DOCUMENT EXTRACT.
## begin
They farther suppressed the material facts that the concern was not a Bank, that it had no trade domestic or foreign, or investments, or that its capital was very small. Witness after witness has declared that if those representations had not been made to him, or if he had been told that his money would go towards the payment of prior depositors or that he would be paid from the money of subsequent depositors, he would not have made any deposit. Some witnesses have added that while there was large-scale propaganda by the promoters of the firm there was no counter propaganda on behalf of the State, hence they had no reason to disbelieve the representations which were made. Witnesses have also stated that if the aforementioned material facts had not been kept concealed from them they would have refused to make deposits.

Added to all this is the fact that although they had over Rs. 6,700/- in their hand even after the police raid, the proprietors of the firm scarcely paid any one but on the contrary refused payment to those who approached them. Consequently they cannot be heard to say that they acted in good faith. Other evidence of their mala fides is furnished by their obtaining false declarations from! depositors on the application forms, and bv making different representations to different persons. These circumstances lead irresistibly to the conclusion that each deposit was obtained by cheating and thereby dishonestly inducing the person concerned to deliver his deposit money to the firm. The offence under Section 420 I. P. C. is clearly established.

25. Turning now to the charge of criminal conspiracy, we find that Section 120A, I. P. C. provides that when two or more persons agree to do, or cause to be done, (1) an illegal act, (2) an act which is not illegal by illegal means, such an agreement is designated a criminal conspiracy, while Section 120B enacts that whoever is party to a criminal conspiracy to commit an offence punishable with death, transportation or rigorous imprisonment for a term of two years or upwards, shall be liable to punishment.

The essence of criminal conspiracy is an agreement to do an illegal act, for instance, commit cheating. Such an agreement can be proved either by direct evidence or by circumstantial evidence or by both. If is not necessary that there should be express proof of the agreement, for from the acts and conduct of the parties the agreement can be inferred. For instance, if it can be proved that the accused pursued by similar acts the same object often by the same means, one performing one part of the act and the other another part of the same act, so as to complete it with a view to the attainment of the object which they were pursuing, the courtwill be at perfect liberty to conclude that they had conspired together to effect that object.

Proved acts of cheating by various persons belonging to one group at various timers at various places by the same devices would furnish strong evidence of the existence of a conspiracy to cheat, as also of the membership of those persons of the conspiracy. In the case before us there is no direct evidence of a conspiracy to cheat. But the conclusion from the circumstantial evidence is unmistakable. Here we have a partnership firm, Bharat Helpers, started as a Bank. Its capital was trifling. It had no investments or trade. It promised incredibly high profits on deposits. A large number of persons made deposits at one or the other of its three branches.
## end
ACTIONS TO TAKE.
1. Write out the stretch of the judgment excerpt from "The essence of" through "effect that object.", reproducing the wording precisely.
2. According to the judgment excerpt, at how many branches of the firm did depositors make their deposits?
3. Proceed with the judgment excerpt, starting after its final sentence.

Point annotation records
## begin
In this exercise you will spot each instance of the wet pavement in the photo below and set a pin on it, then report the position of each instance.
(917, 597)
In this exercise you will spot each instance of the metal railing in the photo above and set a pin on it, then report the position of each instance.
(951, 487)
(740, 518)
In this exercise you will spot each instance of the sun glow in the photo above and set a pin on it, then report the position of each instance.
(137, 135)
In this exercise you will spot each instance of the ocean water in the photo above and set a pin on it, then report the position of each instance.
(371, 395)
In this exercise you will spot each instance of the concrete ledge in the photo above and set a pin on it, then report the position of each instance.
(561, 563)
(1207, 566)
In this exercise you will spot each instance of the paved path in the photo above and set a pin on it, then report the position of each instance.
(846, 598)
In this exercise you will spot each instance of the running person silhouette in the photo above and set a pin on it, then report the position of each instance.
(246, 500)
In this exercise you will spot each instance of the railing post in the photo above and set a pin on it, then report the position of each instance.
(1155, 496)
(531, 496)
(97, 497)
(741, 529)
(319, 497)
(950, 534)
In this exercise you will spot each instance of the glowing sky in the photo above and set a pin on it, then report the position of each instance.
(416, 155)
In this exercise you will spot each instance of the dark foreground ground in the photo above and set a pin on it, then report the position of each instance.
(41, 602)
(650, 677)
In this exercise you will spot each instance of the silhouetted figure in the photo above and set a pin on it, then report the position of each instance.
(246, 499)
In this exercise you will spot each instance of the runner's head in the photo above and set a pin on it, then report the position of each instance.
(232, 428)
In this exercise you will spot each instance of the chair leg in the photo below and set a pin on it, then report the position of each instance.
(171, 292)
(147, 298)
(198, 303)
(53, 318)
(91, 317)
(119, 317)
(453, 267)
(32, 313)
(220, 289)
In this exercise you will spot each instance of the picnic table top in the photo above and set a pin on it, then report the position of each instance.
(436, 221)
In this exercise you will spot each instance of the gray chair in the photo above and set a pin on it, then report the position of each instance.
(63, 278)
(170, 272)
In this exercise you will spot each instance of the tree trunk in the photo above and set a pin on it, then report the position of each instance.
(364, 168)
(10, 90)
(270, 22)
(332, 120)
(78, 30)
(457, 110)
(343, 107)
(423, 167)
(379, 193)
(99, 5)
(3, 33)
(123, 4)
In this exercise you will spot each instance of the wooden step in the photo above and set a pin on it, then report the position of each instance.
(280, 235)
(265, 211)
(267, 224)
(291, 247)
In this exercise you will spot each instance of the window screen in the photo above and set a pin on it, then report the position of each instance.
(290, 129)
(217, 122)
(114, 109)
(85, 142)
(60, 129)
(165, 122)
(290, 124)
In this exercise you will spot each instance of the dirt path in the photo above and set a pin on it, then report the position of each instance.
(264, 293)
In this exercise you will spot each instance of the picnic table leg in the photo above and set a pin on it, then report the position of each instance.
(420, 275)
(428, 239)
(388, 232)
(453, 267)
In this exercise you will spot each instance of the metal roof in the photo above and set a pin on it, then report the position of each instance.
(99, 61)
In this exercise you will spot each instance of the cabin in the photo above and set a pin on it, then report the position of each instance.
## end
EXPECTED RESULTS.
1.
The essence of criminal conspiracy is an agreement to do an illegal act, for instance, commit cheating. Such an agreement can be proved either by direct evidence or by circumstantial evidence or by both. If is not necessary that there should be express proof of the agreement, for from the acts and conduct of the parties the agreement can be inferred. For instance, if it can be proved that the accused pursued by similar acts the same object often by the same means, one performing one part of the act and the other another part of the same act, so as to complete it with a view to the attainment of the object which they were pursuing, the courtwill be at perfect liberty to conclude that they had conspired together to effect that object.

2. Three branches.

3.
This was done at various times on various dates. Depositors came forward because of certain false representations made to them and because material facts, were kept concealed from them. By this deception they were induced to deliver their money to the firm and hence were cheated. The same or similar acts of commission and omission were done in respect of the various depositors. These acts were done by one or the other of the persons associated with the firm. The conclusion is irresistible that the cheating was the result of an agreement between these persons to commit the offence of cheating, so that all such persons would be guilty of criminal conspiracy to cheat. It follows that each one of the appellants who is found to have participated in the aforesaid deception and realised deposit money must be held to be a party to the criminal conspiracy, and would in consequence be liable to punishment under Clause (1) of Section 120B I.P.C, of the several acts of cheating committed in pursuance of the conspiracy.

26. We proceed now to examine the evidence against each appellant and decide if his guilt of these offences is proved. We might point out at the very outset that, in view of what we have observed before, the very fact that a person is found connected with Bharat Helpers in a proprietary or managerial capacity would be convincing proof of his guilt -- it might be open to mere clerks or similar employees to plead absence of mens rea, but such a plea would not hold water in the case of proprietors and managers, especially if positive evidence was forthcoming that their participation in the deception had been direct.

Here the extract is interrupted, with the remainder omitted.